++++ Sayfa Metni ++++
"Ümitvar olunuz, şu istikbal inkılâbı içinde en yüksek gür sada İslâm'ın sadası olacaktır."

Piyasalar

MİT’in Seyyid Kutup açılımı

Kâzım GÜLEÇYÜZ
25 Mayıs 2013, Cumartesi
Türkiye’de İslamcılık düşüncesinin tartışıldığı sempozyumda Hamza Türkmen, çok ilginç bir noktaya temas etmiş.

Seyyid Kutup’un Türkiyeli Müslümanların gündemine—Salih Özcan’ın kurduğu—Hilal Yayınları tarafından basılan “Din Dediğin Budur” kitabıyla girdiğini belirten Türkmen, şöyle demiş:
“O zaman şu bilgiye ulaştık: 61 Anayasasından sonra Türkiye’de sol Marksist hareketler yaygınlaşıyor. Sistemin bunlara cevap vermesi lazım. O zaman MİT’in başındaki Doğu Bey (Fuat Doğu mu?) özellikle çare arıyor. Çare olarak Seyyid Kutup’un ‘İslamda Sosyal Adalet’ diye bir kitabının haberini alıyor. Diyanet İşleri Başkan Yardımcısına gidiyor. (Türkçü) Cağaloğlu Yayınlarından bastırılıyor. Türkiye gündemine Seyyid Kutup ilk defa böyle bir formatta giriyor.” (Star, 20.5.13)
++++
Gereksinimler - Seyyid Kutup konulu yazıdan "MİT’in Seyyid Kutup" ile "noktaya temas etmiş." arasındaki bölümü, bu iki ifade de dahil olmak üzere, hiçbir değişiklik yapmadan aktarın.
++++ Sağlanan Veriler ++++
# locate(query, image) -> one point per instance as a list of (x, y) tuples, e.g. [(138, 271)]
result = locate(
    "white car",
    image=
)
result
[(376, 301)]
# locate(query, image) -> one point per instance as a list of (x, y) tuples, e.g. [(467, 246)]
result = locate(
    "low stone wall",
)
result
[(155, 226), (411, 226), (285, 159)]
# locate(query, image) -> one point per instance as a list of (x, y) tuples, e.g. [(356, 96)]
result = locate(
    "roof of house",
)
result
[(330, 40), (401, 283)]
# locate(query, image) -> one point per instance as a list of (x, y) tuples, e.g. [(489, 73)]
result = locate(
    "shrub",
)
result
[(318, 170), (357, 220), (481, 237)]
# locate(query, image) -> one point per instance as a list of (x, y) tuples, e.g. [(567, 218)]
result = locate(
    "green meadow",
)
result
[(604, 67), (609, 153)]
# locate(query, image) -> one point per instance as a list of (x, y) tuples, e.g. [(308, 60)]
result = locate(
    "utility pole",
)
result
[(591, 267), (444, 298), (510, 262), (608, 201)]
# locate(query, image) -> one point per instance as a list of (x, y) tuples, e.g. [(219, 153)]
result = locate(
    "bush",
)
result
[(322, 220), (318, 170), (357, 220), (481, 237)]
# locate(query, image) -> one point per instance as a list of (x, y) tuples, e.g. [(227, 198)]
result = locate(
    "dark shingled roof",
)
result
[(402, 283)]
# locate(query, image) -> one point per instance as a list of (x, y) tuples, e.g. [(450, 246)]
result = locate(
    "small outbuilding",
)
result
++++
Alıştırma Yanıtı -
MİT’in Seyyid Kutup açılımı

Kâzım GÜLEÇYÜZ
25 Mayıs 2013, Cumartesi
Türkiye’de İslamcılık düşüncesinin tartışıldığı sempozyumda Hamza Türkmen, çok ilginç bir noktaya temas etmiş.